### TASK PROMPT:
Where the line containing "orange soccer ball in the photo above." appears in the records below, begin there and output each line verbatim through the last line.
*** Opening of DATA UNDER STUDY ***
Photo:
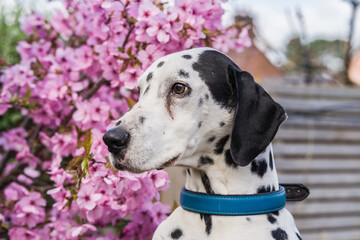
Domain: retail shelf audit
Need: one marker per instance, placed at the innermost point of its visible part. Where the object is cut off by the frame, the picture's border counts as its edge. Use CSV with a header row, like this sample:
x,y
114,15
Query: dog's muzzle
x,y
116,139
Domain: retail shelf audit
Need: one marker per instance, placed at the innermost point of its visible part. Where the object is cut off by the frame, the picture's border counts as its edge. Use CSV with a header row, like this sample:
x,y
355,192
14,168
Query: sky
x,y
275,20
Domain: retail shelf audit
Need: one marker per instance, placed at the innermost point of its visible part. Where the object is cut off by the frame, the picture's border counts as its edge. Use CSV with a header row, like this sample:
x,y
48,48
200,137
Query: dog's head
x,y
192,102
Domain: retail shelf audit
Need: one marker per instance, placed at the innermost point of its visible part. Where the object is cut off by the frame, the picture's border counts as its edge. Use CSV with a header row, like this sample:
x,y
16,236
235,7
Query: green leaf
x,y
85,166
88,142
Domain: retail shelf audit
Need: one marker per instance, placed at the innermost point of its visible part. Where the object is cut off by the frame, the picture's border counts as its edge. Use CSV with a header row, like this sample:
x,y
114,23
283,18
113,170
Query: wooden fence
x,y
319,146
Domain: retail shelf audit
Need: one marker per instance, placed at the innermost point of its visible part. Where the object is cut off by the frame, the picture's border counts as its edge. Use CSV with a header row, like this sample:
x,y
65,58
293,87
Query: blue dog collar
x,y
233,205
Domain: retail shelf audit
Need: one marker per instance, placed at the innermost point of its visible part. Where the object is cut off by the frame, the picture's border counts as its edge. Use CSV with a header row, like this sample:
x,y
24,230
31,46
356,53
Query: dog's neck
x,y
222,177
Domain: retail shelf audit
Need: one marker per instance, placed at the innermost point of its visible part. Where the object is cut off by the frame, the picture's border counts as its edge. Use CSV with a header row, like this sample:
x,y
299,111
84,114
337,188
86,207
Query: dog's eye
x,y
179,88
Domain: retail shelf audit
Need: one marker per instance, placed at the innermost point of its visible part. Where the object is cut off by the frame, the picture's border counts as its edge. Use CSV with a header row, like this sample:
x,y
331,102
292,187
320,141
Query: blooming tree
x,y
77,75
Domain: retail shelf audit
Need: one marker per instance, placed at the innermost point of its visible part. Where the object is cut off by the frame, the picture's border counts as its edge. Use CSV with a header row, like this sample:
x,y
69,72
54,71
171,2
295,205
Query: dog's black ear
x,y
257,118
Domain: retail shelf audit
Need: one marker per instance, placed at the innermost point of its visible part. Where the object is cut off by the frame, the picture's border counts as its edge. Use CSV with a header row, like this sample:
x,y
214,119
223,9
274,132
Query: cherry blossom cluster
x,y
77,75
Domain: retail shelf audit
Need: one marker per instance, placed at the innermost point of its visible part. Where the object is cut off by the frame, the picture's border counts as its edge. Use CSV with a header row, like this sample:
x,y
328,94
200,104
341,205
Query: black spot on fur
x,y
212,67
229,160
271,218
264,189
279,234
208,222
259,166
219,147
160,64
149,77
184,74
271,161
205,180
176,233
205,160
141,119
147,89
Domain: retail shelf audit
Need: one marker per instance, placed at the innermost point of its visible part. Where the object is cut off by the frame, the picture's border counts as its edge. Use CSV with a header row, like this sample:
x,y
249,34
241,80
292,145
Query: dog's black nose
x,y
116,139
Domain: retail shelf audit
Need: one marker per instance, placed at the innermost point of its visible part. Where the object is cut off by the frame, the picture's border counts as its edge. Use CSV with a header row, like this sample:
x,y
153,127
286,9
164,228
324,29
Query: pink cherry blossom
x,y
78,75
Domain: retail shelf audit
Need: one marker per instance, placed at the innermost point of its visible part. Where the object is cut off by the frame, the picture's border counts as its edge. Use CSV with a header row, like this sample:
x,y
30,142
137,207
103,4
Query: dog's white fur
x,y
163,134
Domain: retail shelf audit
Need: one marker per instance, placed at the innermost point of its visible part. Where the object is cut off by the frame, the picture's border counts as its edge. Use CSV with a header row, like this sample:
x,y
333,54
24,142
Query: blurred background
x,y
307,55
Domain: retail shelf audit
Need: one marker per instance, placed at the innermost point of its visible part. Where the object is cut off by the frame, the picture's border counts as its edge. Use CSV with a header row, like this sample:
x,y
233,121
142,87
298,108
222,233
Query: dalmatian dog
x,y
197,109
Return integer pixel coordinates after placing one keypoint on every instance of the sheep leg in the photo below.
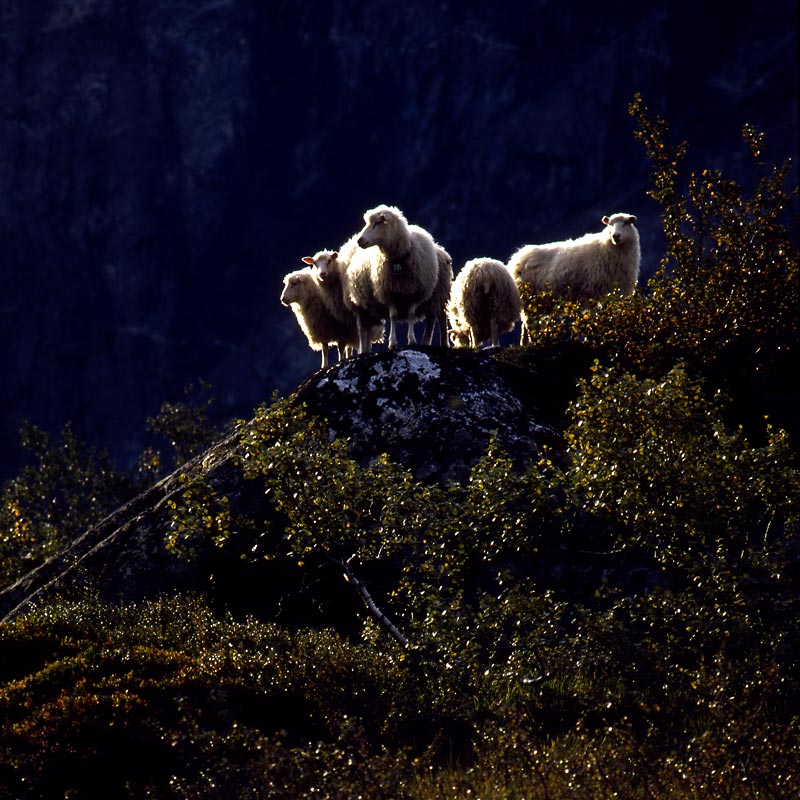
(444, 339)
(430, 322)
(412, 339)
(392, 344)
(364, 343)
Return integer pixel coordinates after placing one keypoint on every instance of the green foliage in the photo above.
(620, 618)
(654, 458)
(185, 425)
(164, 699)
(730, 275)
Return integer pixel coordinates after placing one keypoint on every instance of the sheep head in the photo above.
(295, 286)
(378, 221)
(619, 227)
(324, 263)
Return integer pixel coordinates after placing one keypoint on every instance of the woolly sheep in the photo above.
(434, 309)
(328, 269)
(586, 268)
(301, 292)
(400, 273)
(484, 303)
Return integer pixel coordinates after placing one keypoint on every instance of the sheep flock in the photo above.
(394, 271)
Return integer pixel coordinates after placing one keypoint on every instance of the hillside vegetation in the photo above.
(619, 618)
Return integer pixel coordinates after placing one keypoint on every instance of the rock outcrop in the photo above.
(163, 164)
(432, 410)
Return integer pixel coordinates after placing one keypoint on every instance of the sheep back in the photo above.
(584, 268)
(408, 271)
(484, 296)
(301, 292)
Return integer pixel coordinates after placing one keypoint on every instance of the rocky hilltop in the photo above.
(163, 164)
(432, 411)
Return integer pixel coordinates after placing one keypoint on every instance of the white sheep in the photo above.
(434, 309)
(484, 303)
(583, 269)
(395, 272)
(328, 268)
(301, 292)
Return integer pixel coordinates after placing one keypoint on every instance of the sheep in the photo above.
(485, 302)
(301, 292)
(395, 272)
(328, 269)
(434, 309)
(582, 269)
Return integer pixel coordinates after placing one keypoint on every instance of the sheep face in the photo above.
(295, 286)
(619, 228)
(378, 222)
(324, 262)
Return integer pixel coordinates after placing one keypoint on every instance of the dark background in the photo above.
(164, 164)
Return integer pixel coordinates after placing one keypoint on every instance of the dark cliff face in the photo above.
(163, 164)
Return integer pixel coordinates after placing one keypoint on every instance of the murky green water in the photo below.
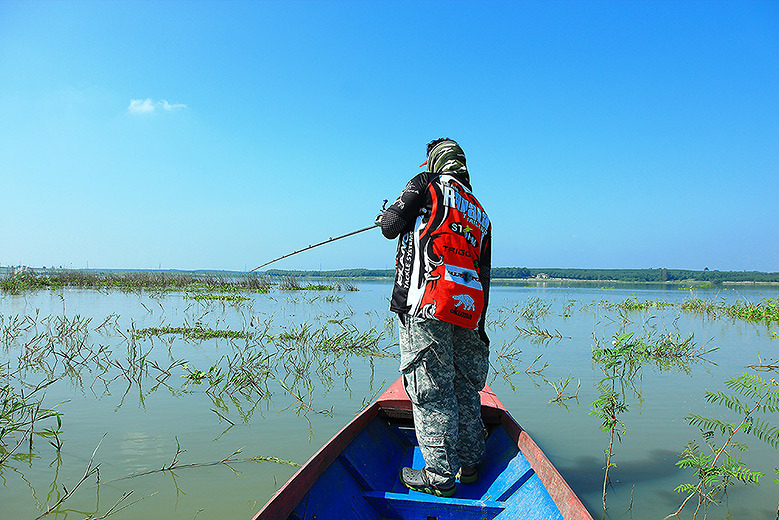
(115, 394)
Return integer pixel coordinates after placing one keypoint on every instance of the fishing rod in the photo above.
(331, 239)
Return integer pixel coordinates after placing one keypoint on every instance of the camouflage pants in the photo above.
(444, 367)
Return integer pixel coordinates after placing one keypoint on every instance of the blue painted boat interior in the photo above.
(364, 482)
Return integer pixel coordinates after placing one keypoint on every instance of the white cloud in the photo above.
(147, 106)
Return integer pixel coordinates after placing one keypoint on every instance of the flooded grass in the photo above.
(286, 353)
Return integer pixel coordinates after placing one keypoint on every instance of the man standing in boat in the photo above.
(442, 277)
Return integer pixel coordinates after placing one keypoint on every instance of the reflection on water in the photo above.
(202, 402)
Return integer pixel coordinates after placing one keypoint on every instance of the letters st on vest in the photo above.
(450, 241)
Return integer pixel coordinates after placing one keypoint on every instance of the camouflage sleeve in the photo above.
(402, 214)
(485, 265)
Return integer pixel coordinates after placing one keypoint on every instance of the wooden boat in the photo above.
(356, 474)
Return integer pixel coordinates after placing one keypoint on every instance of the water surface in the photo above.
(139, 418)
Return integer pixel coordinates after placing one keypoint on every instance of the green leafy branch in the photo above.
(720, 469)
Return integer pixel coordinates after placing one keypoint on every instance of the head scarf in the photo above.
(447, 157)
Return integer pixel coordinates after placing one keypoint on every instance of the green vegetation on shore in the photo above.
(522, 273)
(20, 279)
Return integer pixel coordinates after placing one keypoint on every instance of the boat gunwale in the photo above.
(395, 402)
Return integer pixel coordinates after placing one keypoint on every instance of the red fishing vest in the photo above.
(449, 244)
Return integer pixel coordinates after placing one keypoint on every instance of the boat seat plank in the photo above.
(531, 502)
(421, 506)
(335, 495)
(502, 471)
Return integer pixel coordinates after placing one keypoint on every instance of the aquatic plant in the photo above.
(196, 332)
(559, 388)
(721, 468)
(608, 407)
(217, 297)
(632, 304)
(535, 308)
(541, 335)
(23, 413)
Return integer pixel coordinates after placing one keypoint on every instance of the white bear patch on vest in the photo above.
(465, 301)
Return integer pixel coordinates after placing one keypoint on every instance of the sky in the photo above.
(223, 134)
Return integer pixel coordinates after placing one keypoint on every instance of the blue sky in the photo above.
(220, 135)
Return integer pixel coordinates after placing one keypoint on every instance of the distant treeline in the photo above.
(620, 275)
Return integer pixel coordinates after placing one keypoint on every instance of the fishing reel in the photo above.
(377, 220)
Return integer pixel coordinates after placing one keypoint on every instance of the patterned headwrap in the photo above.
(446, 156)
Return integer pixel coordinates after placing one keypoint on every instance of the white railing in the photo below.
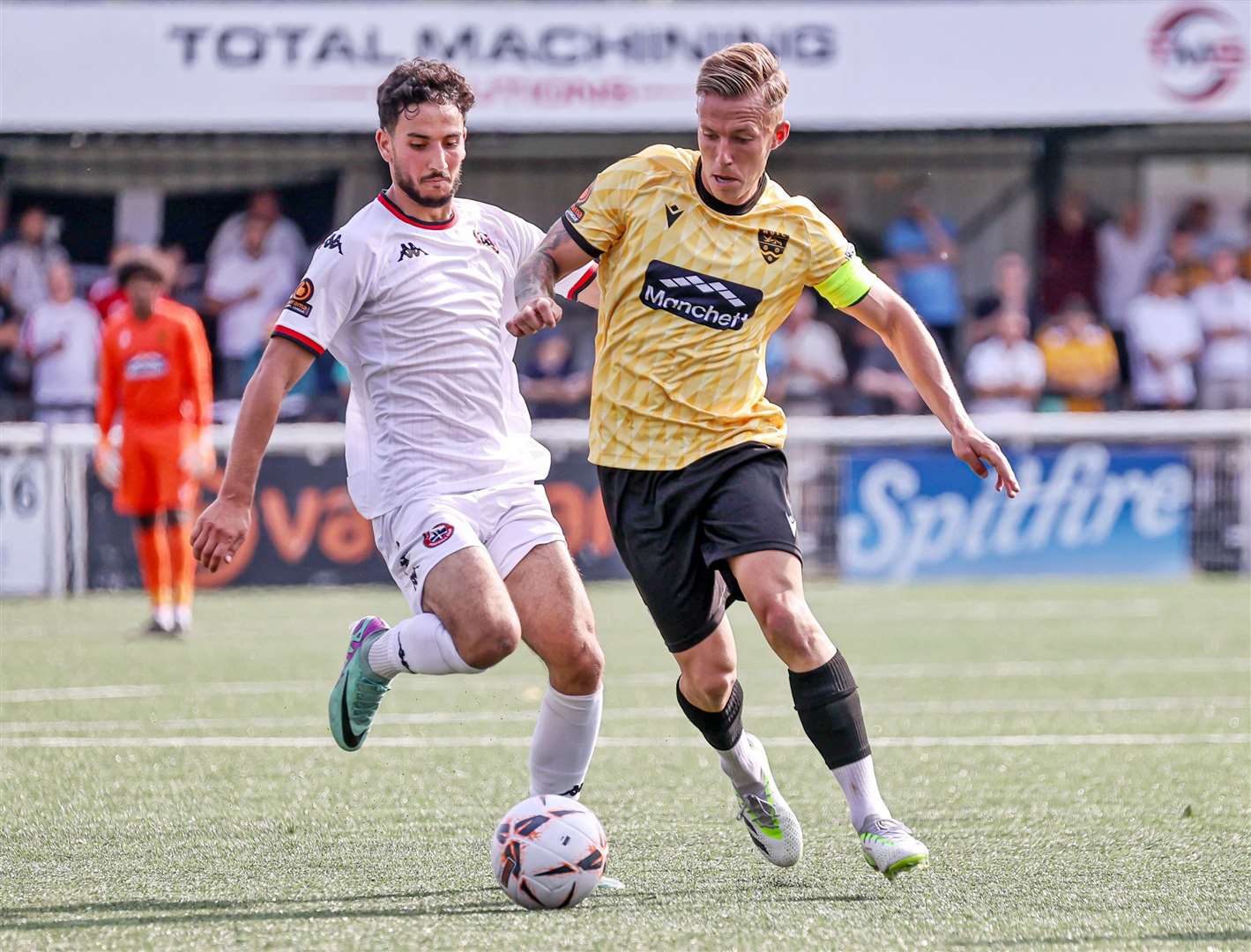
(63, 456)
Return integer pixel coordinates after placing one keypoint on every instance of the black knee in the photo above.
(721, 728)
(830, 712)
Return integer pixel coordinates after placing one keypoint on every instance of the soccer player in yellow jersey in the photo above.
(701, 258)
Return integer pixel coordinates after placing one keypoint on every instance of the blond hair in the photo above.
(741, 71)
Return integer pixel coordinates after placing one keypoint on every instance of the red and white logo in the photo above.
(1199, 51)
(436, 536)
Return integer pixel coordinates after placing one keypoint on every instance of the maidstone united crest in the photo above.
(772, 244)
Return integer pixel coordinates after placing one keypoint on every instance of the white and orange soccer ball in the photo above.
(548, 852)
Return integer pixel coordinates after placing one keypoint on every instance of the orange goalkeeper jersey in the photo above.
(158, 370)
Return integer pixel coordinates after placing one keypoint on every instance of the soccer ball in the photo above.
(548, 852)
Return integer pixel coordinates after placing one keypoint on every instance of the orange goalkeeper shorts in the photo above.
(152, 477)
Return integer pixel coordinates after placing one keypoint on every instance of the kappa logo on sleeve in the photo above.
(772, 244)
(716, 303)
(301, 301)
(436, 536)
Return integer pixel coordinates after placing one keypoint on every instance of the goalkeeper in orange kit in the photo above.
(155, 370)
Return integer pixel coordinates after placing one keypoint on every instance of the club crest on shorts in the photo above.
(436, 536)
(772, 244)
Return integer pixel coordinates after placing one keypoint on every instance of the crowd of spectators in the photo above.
*** Close of DATA UNDER STUDY ***
### ANSWER FOR THE TASK:
Return integer pixel coordinates after placing one keypoint on every instance of the white and orange soccer ball in the photo above.
(548, 852)
Return integer pixel coordinates after placing one keypoint on every instance of the orange goalkeeper jersey in the photo above.
(158, 370)
Return integer pixel coordinates after placing one keypoint on every instance of the soccer ball in the photo above.
(548, 852)
Return integer pixel coordinates after placing one keypoint on every instance of the orange goalkeeper shorts in the photo above.
(152, 477)
Return integer pixel coordinates after placing one keypoint on every instance of the kappa logo on sleeve in the photo above.
(772, 244)
(716, 303)
(301, 301)
(436, 536)
Return integer pixel coordinates after placing one keypoint on every instance of the goalkeeper in orange kit in the photo above.
(155, 370)
Return integer pixel coordinates after placing one keypoint on every instance of the club crest on shorts in the photo above.
(436, 536)
(772, 244)
Return integer pixel coordinates after placing one keypoint on every instance of the crowd of spectators in the photo above.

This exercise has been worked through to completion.